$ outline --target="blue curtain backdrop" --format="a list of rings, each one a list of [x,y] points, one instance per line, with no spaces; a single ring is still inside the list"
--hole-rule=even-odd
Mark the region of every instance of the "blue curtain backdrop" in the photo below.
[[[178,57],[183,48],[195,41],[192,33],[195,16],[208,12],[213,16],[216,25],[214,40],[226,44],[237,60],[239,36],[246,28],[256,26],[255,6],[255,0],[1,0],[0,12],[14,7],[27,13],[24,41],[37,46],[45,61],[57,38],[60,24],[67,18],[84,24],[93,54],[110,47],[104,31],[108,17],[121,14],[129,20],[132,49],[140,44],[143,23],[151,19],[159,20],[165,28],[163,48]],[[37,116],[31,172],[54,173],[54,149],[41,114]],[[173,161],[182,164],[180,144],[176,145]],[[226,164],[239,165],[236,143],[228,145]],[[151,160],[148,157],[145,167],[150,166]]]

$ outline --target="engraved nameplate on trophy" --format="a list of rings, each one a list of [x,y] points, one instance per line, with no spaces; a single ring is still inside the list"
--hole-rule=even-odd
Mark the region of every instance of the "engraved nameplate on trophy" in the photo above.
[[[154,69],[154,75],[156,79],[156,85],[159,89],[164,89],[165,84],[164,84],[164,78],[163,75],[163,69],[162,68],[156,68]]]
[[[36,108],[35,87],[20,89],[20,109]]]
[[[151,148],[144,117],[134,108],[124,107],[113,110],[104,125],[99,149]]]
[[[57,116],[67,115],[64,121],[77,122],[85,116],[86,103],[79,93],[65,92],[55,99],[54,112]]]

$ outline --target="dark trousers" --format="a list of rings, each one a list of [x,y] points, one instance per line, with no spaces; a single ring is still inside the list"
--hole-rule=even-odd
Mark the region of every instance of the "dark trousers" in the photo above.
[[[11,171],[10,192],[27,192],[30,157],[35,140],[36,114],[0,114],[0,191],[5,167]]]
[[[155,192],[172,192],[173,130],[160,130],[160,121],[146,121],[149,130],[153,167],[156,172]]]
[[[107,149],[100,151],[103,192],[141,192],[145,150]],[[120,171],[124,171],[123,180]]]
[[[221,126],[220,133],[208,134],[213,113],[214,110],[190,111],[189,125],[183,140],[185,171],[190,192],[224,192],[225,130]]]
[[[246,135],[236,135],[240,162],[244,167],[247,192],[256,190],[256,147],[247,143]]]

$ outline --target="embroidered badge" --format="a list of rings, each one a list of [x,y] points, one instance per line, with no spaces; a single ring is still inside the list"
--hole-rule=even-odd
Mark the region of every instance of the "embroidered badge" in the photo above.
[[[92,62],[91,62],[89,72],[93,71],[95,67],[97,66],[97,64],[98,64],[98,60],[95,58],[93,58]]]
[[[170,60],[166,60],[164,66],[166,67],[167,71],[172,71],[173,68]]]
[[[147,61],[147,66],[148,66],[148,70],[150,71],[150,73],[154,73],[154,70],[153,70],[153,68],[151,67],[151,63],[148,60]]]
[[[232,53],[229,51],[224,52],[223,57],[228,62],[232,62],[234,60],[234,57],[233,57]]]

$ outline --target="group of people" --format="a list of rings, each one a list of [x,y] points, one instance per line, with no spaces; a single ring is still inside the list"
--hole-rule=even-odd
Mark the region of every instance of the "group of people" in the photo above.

________________________

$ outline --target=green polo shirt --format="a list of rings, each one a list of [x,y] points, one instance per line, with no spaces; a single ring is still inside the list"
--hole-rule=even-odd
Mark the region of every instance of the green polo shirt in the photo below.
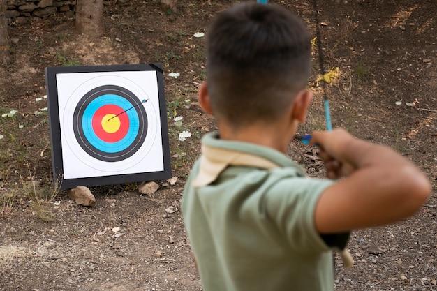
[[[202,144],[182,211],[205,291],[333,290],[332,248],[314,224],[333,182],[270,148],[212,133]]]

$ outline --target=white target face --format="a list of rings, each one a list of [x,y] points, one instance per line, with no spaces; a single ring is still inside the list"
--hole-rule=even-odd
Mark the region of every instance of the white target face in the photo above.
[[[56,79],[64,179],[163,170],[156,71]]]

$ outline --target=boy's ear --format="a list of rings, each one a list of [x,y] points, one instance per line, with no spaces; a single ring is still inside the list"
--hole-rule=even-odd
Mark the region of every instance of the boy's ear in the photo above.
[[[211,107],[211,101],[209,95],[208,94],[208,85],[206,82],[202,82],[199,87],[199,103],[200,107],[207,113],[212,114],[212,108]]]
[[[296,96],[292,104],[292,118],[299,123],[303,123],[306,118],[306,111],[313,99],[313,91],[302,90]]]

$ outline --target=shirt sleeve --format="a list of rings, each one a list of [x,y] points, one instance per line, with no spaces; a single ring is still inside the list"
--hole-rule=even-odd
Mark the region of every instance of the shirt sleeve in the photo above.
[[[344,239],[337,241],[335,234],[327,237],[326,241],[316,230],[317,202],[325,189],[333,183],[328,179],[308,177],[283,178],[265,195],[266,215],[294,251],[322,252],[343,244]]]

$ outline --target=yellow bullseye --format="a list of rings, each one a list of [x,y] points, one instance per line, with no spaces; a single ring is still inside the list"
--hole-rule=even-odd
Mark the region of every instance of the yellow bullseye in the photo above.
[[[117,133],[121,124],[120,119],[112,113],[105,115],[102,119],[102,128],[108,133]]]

________________________

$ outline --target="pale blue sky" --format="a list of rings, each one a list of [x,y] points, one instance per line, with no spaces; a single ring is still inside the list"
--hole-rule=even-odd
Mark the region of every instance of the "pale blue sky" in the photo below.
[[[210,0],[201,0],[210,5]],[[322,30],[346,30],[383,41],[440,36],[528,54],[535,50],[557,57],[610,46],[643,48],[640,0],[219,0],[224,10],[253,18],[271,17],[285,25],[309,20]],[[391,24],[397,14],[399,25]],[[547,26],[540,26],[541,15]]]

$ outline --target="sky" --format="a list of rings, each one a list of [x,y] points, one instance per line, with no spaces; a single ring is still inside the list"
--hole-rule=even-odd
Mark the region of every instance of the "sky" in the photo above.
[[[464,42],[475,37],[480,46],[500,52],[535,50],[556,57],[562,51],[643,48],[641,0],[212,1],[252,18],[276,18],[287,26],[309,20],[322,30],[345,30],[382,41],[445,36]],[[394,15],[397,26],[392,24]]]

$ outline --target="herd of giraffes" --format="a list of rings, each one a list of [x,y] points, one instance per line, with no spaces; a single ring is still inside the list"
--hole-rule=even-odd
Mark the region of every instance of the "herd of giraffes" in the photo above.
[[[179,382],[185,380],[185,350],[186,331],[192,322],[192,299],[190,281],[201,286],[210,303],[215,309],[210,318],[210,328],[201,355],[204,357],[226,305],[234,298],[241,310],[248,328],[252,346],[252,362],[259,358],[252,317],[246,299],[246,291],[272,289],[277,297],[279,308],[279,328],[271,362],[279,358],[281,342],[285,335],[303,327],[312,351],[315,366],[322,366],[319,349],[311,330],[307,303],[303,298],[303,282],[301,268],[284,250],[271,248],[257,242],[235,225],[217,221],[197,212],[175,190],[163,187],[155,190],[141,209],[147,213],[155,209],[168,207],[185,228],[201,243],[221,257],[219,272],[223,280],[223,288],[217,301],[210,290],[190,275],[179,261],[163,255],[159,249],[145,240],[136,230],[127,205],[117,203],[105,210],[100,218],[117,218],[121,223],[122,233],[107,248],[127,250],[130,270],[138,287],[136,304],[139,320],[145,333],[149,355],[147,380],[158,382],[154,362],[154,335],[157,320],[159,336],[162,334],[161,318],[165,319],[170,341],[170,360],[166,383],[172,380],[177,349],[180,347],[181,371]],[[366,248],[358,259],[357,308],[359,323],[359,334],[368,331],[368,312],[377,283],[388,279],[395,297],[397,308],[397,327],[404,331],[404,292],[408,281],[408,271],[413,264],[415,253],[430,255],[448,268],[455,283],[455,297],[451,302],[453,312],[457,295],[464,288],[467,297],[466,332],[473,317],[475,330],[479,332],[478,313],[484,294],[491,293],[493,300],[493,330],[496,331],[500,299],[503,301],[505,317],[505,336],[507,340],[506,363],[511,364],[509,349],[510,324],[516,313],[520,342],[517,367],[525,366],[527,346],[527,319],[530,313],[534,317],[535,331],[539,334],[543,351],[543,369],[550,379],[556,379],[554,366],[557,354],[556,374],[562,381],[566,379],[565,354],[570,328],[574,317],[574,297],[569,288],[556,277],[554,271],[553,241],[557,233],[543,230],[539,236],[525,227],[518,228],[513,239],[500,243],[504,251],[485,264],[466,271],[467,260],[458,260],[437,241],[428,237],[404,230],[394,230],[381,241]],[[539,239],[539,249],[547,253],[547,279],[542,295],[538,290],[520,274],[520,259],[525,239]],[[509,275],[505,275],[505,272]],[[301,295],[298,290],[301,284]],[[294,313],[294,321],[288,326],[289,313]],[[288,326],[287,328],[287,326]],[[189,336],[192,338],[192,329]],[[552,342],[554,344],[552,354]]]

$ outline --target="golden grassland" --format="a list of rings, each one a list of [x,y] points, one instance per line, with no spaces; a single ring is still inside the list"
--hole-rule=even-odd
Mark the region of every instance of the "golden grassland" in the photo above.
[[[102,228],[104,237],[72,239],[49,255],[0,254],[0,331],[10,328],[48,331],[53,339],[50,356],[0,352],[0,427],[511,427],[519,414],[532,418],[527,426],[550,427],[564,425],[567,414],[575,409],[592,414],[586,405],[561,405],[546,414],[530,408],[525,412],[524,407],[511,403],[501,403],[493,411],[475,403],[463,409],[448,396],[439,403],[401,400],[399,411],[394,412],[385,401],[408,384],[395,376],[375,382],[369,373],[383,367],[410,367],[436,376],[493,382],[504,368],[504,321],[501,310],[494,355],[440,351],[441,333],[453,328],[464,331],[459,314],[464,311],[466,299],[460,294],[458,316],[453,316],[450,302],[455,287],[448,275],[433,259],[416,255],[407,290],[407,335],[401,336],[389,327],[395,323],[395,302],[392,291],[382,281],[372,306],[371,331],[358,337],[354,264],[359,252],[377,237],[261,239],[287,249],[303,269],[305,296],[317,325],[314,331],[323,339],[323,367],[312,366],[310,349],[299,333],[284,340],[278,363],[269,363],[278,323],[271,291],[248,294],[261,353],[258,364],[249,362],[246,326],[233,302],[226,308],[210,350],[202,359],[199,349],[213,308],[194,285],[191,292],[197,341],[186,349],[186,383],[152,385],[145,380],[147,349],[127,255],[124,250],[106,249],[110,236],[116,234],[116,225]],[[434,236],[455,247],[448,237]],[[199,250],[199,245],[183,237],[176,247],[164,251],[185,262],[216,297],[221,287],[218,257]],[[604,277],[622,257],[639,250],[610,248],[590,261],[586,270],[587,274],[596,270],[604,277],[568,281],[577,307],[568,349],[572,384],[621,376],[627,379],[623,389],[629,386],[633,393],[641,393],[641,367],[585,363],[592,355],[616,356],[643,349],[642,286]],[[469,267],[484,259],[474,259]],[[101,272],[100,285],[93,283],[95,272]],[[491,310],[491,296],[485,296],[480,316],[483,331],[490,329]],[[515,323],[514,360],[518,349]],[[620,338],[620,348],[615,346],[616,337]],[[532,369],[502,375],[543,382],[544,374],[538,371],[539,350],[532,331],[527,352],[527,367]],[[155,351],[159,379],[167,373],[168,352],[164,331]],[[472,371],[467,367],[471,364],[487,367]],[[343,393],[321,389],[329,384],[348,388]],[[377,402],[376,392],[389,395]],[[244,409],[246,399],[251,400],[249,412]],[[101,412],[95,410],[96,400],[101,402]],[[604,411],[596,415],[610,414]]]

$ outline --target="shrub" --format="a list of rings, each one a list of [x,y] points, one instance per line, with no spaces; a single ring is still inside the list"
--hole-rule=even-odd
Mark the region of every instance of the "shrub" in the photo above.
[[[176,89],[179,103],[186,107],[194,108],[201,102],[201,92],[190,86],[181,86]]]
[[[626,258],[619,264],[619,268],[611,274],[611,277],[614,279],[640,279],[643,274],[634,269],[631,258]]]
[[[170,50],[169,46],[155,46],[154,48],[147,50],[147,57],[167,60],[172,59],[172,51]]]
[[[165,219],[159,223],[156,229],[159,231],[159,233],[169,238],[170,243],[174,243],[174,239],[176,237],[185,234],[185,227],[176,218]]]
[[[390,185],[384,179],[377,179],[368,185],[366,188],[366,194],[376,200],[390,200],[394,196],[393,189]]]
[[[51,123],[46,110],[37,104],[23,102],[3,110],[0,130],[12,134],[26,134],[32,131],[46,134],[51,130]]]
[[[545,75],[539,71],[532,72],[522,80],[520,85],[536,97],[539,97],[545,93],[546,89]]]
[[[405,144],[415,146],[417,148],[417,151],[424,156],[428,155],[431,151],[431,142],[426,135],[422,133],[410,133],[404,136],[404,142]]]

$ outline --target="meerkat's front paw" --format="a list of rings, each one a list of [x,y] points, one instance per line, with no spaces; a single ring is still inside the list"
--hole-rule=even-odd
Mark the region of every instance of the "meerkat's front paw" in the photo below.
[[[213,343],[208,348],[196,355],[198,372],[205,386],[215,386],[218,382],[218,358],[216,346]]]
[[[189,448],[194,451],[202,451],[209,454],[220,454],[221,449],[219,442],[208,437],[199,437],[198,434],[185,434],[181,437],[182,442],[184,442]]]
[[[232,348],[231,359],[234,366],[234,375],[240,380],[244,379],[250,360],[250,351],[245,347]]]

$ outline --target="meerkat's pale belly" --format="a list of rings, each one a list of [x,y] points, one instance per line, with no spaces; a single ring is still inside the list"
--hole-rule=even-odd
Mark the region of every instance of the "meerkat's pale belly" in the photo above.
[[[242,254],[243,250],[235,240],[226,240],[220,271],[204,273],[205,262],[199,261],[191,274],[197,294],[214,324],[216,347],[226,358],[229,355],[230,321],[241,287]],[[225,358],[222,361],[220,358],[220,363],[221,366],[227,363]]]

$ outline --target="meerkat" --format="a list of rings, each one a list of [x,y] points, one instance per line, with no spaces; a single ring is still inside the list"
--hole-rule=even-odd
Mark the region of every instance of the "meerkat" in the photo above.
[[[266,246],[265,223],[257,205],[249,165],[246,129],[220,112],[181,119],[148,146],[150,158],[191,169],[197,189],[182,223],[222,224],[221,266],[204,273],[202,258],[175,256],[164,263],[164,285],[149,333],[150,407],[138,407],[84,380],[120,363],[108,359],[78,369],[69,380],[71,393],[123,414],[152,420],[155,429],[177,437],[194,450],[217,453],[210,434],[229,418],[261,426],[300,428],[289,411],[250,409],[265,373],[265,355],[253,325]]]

________________________

- **Short problem**:
Find every line in the items above that contains the word "yellow", with case counting, and copy each such line in full.

- **Result of the exercise**:
$ outline --target=yellow bullseye --format="a list of rings, each one a list of [x,y] points, one instance per line, with no spaces; a single ring is still inside the list"
Mark the region of every instance of the yellow bullseye in the photo above.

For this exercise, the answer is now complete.